From left to right: Jen Allen, Lavonne McRoberts, Kat Darling and Patresa Hartman collaborate at the Ritual Café’s Women Writers in the Round.

From left to right: Jen Allen, Lavonne McRoberts, Kat Darling and Patresa Hartman collaborate at the Ritual Café’s Women Writers in the Round.

There’s something unique about seeing a musician perform solo. Performers fronting bands tend to banter between songs; they’ll joke with the audience or issue standard platitudes thanking the venue or reminding people to tip the staff. But when an artist is separated from the comfort of backing musicians, the chatter becomes more personal — where the songs came from, how they make them feel, why they write.

That experience was multiplied at Ritual Café last Friday, during “Women Writers in the Round.” Taking turns performing were Hath No Fury’s Jen Allen, Peace Love and Stuff’s Lavonne McRoberts, Kat Darling of The High Crest and Patresa Hartman of — as she self-effacingly put it — “nobody.”

□ □ □ □ □

● **Goal a**: Reproduce part of the article on Women Writers in the Round word for word, beginning at the words "There’s something unique" and stopping after "why they write.".
These entries are unrelated to the article on Women Writers in the Round.

Dataset excerpts on object pointing:
□ □ □ □ □

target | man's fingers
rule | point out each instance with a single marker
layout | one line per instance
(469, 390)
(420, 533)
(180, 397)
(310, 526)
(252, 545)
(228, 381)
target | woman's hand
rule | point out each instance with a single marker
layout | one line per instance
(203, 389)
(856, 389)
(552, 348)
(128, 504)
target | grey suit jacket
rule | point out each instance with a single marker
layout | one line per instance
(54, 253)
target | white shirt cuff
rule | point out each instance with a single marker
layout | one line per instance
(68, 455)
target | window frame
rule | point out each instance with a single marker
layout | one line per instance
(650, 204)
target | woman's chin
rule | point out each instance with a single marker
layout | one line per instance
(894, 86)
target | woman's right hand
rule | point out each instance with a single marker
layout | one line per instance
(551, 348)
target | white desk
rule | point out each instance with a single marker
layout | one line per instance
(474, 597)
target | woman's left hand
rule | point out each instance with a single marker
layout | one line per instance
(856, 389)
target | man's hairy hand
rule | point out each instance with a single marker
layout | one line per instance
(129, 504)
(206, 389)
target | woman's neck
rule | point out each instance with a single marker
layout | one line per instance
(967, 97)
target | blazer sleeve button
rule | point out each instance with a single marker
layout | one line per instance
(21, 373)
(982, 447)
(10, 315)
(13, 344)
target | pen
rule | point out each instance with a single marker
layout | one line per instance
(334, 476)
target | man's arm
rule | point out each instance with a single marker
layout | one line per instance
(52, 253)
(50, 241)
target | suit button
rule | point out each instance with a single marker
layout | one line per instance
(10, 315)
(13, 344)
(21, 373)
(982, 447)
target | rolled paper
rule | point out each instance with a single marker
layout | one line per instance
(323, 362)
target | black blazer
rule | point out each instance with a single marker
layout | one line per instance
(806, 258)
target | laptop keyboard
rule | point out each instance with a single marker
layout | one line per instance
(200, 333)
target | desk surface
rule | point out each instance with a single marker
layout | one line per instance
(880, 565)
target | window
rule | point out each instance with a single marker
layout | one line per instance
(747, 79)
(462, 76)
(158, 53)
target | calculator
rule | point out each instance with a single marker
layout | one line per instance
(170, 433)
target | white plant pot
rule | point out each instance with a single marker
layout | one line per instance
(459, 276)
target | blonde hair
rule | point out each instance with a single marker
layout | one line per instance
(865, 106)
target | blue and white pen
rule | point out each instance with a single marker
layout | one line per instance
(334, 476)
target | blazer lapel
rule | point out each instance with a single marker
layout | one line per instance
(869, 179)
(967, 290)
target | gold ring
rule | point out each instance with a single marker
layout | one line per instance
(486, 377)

□ □ □ □ □

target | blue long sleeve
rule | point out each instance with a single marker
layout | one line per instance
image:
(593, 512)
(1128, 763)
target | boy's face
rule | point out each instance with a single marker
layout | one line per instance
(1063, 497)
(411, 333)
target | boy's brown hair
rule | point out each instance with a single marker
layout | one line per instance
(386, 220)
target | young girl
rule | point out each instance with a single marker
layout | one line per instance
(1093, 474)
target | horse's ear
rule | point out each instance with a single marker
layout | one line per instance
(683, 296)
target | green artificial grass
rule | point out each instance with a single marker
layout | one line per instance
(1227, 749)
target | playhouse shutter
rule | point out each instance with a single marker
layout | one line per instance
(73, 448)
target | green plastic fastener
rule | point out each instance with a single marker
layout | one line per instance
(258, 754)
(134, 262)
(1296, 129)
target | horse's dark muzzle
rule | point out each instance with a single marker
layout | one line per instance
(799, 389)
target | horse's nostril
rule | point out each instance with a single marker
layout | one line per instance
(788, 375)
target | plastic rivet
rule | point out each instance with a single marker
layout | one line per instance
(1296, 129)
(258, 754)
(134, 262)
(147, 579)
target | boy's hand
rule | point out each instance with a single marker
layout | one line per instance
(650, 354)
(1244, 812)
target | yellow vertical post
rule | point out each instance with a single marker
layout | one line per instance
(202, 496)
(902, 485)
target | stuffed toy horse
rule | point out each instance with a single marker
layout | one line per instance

□ □ □ □ □

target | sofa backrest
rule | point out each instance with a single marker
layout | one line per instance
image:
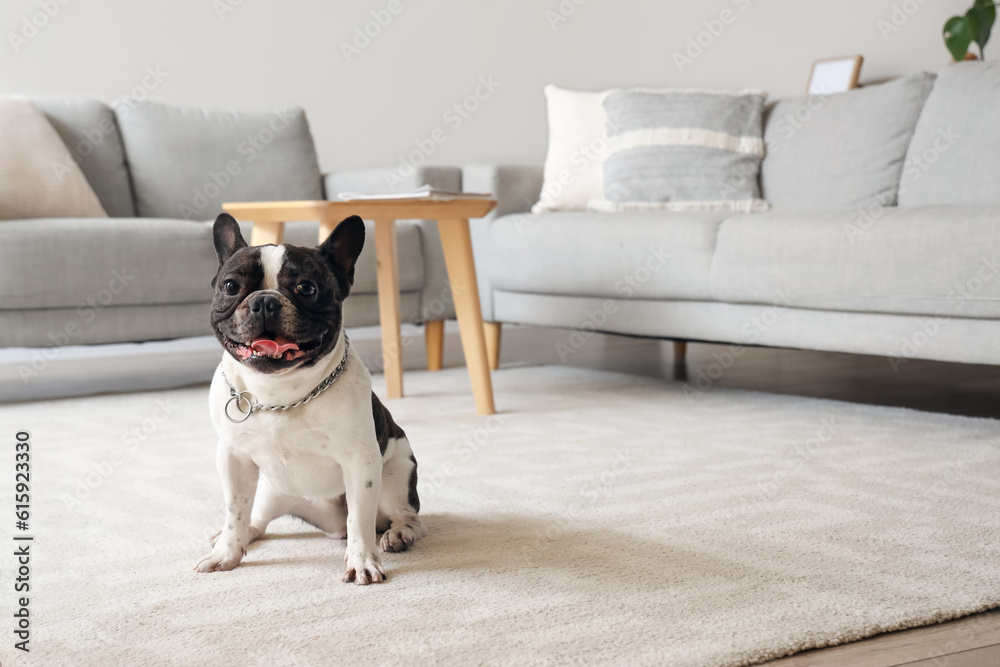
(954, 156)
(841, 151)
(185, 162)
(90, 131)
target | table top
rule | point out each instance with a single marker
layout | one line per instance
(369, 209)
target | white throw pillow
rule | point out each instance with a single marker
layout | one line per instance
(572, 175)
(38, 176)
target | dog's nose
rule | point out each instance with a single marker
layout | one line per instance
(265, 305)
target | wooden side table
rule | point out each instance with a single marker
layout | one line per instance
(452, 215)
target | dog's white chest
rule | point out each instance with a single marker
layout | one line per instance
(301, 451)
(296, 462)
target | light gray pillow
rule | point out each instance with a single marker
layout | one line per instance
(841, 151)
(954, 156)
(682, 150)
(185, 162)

□ □ □ □ □

● **Goal b**: List every line of the entries that contains the string "pillow"; case counts.

● **Correct answer a**:
There’s something unique about seeing a musician perform solo. Performers fronting bands tend to banter between songs; they’ll joke with the audience or issue standard platitudes thanking the venue or reminding people to tip the staff. But when an artist is separated from the comfort of backing musicians, the chatter becomes more personal — where the songs came from, how they make them feel, why they write.

● **Correct answer b**:
target | white throw pillow
target | light gray pillow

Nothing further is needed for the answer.